_What the task asks_:
Please turn everything from the start of the items down through the line containing "405L540 424L617 425L518" into a Markdown table with the columns Row and Line, skipping blank lines.

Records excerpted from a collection

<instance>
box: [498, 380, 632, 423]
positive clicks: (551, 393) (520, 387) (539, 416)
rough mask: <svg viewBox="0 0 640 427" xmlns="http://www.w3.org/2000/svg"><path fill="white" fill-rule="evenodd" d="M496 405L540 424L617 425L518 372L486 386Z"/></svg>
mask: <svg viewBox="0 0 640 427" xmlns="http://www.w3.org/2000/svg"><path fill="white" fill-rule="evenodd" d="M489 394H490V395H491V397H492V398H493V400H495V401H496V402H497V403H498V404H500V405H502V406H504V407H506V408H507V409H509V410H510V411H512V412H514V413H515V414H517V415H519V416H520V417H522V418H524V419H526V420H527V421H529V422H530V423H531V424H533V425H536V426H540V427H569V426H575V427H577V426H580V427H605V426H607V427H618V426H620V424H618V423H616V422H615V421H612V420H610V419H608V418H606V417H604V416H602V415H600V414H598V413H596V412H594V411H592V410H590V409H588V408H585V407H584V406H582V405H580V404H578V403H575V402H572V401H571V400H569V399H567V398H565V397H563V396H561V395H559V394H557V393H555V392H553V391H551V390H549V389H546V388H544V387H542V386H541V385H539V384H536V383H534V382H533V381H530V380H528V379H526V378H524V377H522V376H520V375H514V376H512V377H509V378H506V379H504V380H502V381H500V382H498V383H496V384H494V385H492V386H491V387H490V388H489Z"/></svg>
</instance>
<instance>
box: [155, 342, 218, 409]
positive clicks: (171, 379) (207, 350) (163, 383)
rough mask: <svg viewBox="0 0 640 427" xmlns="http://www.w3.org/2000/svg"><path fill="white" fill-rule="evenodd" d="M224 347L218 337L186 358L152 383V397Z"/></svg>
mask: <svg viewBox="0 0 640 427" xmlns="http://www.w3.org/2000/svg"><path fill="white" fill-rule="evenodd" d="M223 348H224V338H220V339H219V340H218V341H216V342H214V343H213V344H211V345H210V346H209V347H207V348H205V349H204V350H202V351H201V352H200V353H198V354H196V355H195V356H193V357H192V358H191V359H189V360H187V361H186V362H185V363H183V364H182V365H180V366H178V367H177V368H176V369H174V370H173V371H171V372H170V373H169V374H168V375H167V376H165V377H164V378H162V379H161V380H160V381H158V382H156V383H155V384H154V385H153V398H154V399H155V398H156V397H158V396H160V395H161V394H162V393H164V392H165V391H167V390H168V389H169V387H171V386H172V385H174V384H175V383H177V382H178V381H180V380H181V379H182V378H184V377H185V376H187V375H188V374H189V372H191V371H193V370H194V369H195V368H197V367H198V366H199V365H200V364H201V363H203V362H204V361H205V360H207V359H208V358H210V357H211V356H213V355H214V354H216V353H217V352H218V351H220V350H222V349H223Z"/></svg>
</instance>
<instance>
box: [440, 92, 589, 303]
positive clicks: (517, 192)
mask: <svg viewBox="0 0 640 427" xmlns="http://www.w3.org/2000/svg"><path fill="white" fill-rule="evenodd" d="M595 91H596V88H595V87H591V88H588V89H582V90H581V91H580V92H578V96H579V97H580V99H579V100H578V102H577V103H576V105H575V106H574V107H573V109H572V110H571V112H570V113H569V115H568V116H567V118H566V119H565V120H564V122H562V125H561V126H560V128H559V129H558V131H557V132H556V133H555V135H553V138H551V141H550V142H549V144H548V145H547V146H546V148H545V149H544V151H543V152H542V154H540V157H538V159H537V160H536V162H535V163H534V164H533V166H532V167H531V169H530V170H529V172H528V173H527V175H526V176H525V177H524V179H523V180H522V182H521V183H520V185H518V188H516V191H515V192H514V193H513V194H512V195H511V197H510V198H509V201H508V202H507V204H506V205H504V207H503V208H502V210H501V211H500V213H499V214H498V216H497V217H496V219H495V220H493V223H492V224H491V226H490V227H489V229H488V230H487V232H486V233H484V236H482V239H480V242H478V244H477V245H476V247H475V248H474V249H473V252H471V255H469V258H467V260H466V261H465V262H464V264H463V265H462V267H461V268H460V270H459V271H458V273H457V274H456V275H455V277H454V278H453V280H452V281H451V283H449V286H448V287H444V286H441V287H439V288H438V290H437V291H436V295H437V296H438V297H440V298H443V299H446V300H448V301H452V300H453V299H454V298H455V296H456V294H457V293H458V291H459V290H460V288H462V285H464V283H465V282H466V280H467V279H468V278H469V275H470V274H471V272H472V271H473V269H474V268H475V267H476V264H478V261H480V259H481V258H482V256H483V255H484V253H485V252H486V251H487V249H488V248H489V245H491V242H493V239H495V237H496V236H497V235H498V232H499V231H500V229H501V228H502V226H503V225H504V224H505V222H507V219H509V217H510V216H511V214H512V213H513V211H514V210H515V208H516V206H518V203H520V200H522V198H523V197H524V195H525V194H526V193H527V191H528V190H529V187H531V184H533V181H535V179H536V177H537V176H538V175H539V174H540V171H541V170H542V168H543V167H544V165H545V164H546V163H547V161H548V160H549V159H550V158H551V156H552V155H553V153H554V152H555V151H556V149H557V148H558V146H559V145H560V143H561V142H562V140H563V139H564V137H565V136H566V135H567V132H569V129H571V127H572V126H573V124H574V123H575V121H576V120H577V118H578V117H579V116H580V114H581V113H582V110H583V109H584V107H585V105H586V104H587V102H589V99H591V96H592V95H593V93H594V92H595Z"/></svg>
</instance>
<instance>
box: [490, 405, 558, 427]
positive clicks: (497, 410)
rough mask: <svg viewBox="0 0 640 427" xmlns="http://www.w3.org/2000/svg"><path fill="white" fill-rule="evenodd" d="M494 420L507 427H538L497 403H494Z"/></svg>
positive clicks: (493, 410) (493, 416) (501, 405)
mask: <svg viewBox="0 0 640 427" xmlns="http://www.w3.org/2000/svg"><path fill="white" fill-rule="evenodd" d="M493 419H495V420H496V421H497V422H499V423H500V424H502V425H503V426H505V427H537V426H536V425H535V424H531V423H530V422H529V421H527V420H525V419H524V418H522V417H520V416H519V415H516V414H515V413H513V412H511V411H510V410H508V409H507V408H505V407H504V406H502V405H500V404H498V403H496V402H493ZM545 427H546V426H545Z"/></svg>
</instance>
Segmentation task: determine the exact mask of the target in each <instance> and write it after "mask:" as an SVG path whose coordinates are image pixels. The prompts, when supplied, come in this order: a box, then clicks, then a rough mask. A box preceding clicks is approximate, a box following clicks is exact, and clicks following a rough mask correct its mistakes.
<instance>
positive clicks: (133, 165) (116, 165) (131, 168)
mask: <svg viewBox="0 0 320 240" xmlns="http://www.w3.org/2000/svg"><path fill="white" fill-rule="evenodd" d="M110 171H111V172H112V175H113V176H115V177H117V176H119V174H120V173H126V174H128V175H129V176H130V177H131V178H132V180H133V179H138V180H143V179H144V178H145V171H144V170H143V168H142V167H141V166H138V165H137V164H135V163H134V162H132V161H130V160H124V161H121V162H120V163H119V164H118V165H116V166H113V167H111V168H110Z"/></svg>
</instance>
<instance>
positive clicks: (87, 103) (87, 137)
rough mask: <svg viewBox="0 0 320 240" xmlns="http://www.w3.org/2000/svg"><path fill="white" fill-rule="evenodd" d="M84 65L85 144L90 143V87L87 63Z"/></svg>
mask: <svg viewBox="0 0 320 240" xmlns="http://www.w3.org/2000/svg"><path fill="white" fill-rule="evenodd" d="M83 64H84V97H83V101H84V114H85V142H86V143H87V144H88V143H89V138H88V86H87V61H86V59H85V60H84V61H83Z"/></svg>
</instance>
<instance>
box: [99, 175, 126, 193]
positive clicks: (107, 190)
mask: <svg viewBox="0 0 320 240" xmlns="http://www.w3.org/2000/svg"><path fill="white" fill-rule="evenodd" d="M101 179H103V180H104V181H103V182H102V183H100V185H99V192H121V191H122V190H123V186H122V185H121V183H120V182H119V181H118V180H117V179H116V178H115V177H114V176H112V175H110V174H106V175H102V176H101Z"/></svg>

_Answer for this exercise_:
| Row | Line |
|---|---|
| 1 | <instance> |
| 2 | box: [498, 380, 632, 423] |
| 3 | positive clicks: (551, 393) (520, 387) (539, 416) |
| 4 | rough mask: <svg viewBox="0 0 640 427" xmlns="http://www.w3.org/2000/svg"><path fill="white" fill-rule="evenodd" d="M496 405L540 424L617 425L518 372L486 386Z"/></svg> |